## BEGIN Extracted data

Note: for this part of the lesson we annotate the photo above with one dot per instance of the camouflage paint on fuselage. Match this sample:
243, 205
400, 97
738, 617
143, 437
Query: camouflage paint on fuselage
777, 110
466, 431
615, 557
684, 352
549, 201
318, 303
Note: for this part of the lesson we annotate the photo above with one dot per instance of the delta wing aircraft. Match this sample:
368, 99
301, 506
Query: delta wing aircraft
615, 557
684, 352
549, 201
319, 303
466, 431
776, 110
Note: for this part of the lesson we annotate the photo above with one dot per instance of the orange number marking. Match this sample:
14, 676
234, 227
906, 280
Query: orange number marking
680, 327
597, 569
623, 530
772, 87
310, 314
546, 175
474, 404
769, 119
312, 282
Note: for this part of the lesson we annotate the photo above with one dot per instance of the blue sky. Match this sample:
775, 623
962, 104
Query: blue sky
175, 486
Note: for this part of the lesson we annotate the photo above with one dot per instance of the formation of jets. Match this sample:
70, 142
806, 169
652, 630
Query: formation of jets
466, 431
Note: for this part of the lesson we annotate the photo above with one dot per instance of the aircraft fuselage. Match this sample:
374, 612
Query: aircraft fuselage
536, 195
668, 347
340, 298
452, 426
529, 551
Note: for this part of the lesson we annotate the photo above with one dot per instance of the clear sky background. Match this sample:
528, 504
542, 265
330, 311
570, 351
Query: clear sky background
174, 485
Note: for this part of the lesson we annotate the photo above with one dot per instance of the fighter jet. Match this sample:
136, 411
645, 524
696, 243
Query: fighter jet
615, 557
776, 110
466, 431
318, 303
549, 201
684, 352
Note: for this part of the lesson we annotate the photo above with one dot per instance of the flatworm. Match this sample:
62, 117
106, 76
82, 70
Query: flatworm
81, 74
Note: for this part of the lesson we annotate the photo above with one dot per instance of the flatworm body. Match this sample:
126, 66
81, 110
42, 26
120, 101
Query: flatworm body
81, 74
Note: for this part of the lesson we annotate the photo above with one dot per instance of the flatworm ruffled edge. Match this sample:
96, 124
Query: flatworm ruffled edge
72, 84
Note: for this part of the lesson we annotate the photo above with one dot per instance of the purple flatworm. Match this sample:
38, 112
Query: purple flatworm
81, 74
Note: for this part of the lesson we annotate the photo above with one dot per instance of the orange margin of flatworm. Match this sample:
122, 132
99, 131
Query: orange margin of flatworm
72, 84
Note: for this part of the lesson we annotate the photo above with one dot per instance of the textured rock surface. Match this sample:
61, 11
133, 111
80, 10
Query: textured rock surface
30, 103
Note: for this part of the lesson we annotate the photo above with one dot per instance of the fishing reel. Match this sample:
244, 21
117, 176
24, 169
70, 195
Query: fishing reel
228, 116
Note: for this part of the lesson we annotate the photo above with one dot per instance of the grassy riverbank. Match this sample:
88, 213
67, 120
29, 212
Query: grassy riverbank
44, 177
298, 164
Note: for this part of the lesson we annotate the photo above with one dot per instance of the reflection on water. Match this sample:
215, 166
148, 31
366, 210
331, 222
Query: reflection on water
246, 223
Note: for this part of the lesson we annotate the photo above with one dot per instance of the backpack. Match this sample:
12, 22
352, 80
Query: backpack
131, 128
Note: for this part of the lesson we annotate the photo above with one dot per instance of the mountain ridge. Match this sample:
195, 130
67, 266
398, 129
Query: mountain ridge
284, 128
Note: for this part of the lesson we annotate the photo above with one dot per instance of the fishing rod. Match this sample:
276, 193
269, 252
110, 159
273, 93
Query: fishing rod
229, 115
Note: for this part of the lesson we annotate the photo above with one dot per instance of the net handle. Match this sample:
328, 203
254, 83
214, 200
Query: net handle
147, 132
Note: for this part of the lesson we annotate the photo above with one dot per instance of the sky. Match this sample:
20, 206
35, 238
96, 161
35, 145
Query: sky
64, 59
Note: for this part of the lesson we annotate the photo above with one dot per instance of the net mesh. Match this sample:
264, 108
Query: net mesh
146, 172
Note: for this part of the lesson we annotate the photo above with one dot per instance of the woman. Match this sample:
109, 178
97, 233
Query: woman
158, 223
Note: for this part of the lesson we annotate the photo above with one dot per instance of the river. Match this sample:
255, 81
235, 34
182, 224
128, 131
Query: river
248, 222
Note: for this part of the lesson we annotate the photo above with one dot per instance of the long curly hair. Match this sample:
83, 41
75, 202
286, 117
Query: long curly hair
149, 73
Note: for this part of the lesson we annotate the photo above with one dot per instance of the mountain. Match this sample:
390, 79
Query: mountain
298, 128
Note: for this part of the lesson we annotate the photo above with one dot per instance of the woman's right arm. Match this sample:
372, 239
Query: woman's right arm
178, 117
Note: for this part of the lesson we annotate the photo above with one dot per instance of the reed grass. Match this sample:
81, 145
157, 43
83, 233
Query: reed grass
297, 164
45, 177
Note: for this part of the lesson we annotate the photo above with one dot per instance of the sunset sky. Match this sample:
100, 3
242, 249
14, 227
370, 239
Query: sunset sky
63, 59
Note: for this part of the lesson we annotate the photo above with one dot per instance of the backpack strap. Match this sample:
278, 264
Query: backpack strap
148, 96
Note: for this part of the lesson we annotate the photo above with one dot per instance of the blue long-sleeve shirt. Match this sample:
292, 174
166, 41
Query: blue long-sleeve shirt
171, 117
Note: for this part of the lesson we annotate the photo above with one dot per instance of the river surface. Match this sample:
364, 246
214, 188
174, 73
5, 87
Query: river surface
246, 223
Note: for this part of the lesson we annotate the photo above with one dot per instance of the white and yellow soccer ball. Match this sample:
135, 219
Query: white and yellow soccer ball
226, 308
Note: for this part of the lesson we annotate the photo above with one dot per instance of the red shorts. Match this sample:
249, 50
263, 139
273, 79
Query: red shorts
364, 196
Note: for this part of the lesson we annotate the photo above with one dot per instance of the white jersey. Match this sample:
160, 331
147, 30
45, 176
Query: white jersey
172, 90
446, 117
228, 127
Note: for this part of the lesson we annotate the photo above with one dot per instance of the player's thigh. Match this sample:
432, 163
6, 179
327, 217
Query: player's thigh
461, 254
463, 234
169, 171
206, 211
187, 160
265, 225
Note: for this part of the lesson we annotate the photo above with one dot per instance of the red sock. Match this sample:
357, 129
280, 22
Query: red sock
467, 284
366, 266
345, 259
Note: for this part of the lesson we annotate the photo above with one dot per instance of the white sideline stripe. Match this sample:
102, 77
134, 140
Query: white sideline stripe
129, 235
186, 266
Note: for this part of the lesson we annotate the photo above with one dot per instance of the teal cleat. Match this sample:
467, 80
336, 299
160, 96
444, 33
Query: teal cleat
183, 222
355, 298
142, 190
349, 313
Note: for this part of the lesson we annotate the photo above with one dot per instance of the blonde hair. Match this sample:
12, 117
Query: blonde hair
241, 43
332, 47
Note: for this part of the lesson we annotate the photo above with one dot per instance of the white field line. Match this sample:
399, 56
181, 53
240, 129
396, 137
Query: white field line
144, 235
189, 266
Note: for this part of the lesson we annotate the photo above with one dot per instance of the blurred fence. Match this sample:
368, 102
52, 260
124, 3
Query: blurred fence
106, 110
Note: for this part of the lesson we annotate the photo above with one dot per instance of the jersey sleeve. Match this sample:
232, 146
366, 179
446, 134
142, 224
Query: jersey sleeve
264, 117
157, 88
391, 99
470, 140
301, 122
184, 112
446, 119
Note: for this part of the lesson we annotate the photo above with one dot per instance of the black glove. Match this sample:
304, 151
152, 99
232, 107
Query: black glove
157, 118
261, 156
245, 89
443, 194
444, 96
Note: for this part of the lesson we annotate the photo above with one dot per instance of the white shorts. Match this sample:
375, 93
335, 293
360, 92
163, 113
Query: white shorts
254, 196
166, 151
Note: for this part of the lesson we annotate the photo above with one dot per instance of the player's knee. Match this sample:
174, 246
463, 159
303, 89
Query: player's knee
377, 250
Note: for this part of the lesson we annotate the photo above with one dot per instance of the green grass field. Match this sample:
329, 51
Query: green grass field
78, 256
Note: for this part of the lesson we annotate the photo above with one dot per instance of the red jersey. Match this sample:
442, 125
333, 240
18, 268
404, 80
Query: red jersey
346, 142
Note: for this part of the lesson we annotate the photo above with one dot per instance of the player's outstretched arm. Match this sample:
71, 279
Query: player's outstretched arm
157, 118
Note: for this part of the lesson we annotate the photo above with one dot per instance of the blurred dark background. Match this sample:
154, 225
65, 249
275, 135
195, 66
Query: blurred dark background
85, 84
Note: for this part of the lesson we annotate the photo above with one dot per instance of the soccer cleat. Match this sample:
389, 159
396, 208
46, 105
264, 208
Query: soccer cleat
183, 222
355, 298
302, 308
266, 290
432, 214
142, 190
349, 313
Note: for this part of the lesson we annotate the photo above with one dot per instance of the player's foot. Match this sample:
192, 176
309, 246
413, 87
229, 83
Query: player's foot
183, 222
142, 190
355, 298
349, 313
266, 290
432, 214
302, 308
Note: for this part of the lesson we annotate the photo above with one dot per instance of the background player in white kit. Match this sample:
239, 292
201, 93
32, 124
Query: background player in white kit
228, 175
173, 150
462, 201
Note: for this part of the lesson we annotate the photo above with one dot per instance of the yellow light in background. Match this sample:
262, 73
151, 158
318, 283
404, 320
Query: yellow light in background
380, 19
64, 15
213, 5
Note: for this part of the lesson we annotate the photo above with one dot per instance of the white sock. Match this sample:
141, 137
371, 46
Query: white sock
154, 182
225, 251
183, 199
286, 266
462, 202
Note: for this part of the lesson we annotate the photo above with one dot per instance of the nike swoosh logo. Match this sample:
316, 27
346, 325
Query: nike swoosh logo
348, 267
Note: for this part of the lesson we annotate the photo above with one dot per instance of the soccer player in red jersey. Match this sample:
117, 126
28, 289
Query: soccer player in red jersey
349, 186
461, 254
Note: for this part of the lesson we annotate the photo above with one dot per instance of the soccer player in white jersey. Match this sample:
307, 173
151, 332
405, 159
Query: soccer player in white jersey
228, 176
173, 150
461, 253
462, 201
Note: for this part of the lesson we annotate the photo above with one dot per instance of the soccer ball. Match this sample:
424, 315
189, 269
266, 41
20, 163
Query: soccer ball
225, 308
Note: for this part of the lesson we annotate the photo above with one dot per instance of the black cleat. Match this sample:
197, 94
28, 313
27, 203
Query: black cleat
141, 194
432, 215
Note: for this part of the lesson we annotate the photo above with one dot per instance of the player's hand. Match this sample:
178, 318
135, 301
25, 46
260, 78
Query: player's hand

## END Extracted data

● Directions for this task: Take the lines from the one containing "of the yellow" to the last line of the material above and write them out exactly.

● Output of the exercise:
Note: for this part of the lesson we annotate the photo above with one dot per instance of the yellow light in background. Match this sample:
262, 73
151, 158
318, 283
404, 320
Query: yellow light in background
380, 19
64, 15
213, 5
Note: for this part of the lesson we annotate the photo above with one dot per instance of the white sock. Match this sample:
141, 137
371, 46
Query: white sock
154, 182
225, 251
183, 199
286, 266
462, 202
Note: for this part of the lesson we annotate the photo above with one dot per instance of the nike swoosh logo. Match this sample:
316, 27
346, 325
Query: nike swoosh logo
348, 267
Note: for this part of the lesson we annotate the photo above with one dot per instance of the soccer player in red jersey. Match this sample:
117, 126
28, 289
Query: soccer player in red jersey
349, 186
461, 254
Note: for this part of the lesson we annotate the photo above with one dot per instance of the soccer player in white jersey. Match this sample:
307, 173
151, 332
405, 159
Query: soccer player in white jersey
228, 176
173, 150
461, 253
462, 201
Note: for this part of the lesson we annotate the photo above with one dot per instance of the soccer ball. Match this sample:
424, 315
189, 269
266, 41
20, 163
Query: soccer ball
225, 308
Note: for this part of the lesson we annotate the photo above with one dot per instance of the black cleat. Match this sample:
197, 94
28, 313
27, 203
Query: black cleat
141, 194
432, 215
Note: for this part of the lesson we annotate the photo above with one dot per instance of the player's hand. Match this sample:
178, 318
135, 301
25, 46
260, 78
Query: player's hand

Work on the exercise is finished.